Information provided:
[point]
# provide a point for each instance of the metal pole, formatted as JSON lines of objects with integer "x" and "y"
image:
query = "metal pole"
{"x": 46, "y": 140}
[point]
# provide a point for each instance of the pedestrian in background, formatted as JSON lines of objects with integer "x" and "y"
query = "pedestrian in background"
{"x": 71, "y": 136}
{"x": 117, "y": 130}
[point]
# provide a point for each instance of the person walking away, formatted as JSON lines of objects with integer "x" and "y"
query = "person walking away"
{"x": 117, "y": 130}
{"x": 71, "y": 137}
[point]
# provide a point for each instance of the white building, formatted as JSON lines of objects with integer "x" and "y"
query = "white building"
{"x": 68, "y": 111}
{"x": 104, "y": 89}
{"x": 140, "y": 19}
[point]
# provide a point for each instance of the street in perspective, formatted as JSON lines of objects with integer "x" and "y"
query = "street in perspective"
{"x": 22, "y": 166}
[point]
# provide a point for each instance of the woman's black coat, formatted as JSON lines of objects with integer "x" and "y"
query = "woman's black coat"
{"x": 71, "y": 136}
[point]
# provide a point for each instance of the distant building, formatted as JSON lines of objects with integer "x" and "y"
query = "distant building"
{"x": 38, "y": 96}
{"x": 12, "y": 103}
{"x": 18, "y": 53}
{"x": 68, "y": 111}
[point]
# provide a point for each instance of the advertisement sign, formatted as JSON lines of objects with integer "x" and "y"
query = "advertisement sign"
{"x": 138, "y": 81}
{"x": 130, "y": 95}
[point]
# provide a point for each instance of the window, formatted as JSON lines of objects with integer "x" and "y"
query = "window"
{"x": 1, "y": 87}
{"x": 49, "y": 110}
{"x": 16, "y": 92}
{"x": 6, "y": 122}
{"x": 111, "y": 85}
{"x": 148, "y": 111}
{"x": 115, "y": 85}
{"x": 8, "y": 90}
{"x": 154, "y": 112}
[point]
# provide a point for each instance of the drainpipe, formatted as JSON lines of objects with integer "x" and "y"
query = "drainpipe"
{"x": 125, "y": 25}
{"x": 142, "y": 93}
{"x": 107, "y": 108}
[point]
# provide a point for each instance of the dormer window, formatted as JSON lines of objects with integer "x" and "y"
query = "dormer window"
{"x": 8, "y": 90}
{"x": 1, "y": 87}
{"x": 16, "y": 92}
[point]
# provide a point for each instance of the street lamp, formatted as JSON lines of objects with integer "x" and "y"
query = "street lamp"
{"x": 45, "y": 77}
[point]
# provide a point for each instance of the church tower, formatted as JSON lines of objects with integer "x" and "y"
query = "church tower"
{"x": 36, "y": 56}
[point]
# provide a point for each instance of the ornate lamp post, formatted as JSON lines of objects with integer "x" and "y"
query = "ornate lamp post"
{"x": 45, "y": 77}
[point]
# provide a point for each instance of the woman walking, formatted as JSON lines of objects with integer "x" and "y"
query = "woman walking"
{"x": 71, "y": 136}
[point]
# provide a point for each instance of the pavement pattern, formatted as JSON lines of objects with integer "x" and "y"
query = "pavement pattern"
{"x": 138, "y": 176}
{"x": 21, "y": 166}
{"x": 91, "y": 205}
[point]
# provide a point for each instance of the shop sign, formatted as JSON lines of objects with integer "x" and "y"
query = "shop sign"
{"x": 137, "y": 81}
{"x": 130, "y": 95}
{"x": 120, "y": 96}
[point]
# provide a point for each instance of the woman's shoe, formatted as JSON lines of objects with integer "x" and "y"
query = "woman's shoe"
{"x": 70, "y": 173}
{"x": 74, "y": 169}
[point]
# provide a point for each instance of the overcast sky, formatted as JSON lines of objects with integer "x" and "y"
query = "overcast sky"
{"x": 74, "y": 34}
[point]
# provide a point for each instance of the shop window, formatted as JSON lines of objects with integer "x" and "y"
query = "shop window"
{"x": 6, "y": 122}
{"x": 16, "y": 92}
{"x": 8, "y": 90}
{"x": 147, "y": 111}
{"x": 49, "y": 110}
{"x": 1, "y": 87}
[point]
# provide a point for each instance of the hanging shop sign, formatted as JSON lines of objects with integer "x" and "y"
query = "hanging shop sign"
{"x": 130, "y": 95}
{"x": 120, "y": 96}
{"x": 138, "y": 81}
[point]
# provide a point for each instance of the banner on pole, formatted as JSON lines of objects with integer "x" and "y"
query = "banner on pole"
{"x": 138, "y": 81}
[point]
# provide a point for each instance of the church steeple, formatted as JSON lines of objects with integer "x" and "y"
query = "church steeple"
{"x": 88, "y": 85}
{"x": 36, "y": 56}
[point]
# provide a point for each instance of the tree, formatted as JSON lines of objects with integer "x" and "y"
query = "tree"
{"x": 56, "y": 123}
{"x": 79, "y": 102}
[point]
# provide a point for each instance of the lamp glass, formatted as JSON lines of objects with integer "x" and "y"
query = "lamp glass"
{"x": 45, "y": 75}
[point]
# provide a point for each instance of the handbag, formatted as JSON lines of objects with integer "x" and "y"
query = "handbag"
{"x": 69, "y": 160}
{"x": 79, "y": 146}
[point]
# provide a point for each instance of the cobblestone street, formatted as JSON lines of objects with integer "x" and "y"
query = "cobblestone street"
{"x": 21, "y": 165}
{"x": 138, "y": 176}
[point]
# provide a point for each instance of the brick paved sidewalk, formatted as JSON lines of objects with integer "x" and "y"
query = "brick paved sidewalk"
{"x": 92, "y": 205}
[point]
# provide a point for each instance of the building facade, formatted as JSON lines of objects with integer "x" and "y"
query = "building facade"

Aim of the exercise:
In the material above, tally the lines that include the word "facade" and give only that figure.

Output of the exercise:
2